▸ **WRITTEN REQUEST**:
Count the lines in the records below that contain the string "gold", with case counting, and reply with only that number.

▸ **MATERIAL SUPPLIED**:
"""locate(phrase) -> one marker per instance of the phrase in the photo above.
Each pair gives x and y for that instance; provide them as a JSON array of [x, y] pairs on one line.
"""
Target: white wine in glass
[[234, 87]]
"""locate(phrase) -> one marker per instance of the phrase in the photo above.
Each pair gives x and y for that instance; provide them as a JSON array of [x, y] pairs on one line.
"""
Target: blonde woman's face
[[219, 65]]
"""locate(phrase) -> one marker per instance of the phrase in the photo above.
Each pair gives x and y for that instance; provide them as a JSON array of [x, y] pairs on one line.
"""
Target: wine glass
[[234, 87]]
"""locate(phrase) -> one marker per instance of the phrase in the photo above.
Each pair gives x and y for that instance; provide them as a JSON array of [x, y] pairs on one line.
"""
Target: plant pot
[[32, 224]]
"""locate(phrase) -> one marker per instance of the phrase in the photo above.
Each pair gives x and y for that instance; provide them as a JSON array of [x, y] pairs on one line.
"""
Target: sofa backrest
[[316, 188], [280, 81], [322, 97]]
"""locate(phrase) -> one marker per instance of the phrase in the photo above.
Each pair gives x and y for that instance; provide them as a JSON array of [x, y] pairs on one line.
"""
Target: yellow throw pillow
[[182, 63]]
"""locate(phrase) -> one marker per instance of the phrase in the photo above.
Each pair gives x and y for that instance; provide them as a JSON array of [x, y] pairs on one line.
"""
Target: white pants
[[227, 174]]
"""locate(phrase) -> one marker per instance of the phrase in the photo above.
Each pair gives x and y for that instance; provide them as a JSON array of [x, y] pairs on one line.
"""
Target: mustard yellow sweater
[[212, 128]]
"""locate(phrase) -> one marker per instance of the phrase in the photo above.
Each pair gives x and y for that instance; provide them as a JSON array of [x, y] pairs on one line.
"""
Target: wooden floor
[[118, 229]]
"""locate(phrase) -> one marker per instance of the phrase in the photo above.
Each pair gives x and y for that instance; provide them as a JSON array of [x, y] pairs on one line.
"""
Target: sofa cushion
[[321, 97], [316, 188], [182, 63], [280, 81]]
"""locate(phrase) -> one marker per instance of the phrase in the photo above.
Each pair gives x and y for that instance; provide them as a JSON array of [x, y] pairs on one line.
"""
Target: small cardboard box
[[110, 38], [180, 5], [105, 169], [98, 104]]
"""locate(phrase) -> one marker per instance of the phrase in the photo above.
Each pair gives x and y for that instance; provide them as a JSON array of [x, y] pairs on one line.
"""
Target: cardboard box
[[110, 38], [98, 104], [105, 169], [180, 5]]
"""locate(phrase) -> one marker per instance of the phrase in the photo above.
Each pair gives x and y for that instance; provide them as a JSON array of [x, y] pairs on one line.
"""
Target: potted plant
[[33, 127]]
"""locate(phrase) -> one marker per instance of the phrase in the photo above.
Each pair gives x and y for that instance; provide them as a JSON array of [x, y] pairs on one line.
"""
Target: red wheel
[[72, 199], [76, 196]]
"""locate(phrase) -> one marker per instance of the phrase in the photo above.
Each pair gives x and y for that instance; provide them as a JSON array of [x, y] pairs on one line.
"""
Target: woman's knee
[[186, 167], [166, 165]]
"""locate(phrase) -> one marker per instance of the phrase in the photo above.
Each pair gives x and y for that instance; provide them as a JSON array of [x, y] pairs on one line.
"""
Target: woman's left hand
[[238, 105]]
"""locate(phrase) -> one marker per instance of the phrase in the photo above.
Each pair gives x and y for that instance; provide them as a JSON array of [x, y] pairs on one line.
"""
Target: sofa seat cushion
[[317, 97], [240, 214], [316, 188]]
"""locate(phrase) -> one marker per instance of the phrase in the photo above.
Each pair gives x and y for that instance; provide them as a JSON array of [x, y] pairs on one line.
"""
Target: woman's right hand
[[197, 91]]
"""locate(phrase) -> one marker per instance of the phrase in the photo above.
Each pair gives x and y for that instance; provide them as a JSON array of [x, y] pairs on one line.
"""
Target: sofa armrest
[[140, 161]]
==
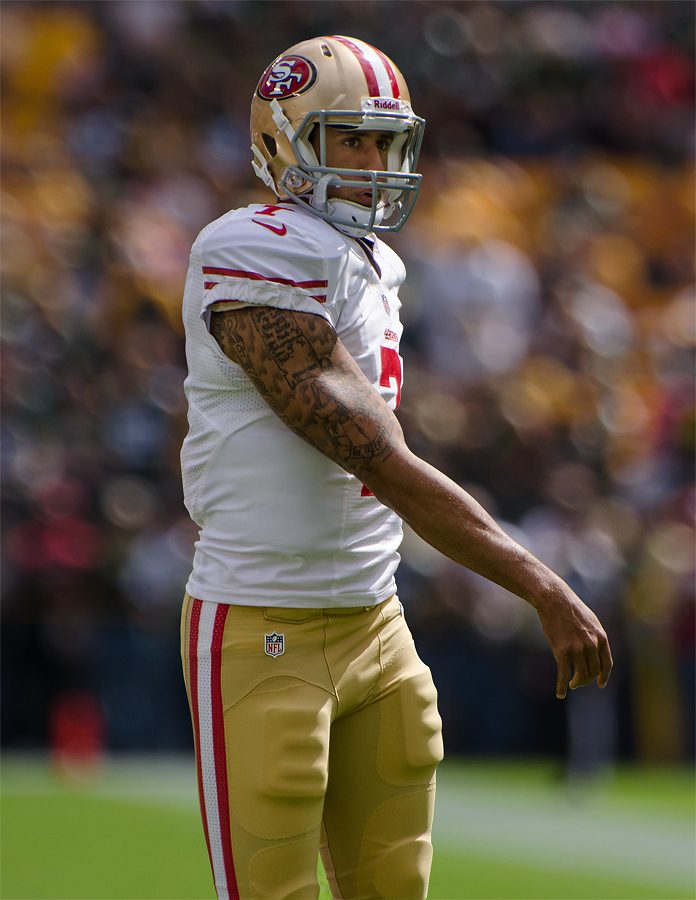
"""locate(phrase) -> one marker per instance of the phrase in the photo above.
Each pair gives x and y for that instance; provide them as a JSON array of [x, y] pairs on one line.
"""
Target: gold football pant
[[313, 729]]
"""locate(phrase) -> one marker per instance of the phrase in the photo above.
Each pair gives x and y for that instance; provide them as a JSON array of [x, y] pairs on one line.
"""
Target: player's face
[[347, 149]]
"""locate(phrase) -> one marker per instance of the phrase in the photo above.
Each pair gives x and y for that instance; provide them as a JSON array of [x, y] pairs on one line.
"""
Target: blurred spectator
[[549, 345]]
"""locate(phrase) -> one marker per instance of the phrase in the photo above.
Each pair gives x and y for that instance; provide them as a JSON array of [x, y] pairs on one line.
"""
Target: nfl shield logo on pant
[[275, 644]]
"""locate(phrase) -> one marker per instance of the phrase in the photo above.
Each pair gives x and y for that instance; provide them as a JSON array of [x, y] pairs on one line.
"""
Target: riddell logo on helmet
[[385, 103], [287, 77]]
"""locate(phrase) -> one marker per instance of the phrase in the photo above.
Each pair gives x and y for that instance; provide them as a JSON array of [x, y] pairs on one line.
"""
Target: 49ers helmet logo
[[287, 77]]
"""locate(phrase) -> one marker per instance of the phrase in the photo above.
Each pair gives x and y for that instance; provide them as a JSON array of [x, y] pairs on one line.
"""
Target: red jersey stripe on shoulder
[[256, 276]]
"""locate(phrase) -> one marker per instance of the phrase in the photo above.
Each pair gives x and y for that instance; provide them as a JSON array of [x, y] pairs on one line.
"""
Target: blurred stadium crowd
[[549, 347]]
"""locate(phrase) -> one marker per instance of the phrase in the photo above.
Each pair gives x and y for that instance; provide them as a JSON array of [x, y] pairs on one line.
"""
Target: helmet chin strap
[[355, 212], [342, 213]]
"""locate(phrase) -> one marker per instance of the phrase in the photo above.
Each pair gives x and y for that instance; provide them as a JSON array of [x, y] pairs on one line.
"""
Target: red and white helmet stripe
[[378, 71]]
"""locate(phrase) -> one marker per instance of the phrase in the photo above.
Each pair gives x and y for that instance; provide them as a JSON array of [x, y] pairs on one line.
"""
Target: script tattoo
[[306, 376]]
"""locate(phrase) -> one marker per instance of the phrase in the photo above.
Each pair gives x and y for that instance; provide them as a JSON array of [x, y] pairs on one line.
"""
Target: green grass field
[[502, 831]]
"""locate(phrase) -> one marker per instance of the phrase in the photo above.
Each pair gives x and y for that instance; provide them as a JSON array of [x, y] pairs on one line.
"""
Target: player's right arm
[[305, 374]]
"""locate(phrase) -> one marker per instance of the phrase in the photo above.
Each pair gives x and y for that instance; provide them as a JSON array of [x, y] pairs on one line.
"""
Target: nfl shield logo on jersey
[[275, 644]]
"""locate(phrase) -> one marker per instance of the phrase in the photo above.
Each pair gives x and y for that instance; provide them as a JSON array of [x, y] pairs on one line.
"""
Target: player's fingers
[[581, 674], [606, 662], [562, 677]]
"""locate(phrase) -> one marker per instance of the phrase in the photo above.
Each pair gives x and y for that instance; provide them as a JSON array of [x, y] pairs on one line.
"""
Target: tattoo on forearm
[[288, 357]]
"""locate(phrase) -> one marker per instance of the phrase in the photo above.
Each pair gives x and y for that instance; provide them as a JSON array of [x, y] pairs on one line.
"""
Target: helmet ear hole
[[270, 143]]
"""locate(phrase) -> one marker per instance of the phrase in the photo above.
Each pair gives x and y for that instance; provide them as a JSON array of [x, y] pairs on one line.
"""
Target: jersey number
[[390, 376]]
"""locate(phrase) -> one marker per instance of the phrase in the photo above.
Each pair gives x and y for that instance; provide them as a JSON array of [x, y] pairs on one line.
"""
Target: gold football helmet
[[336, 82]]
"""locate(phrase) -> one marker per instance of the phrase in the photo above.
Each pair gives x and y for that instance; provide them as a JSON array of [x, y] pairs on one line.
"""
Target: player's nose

▸ **RESPONSE BELOW**:
2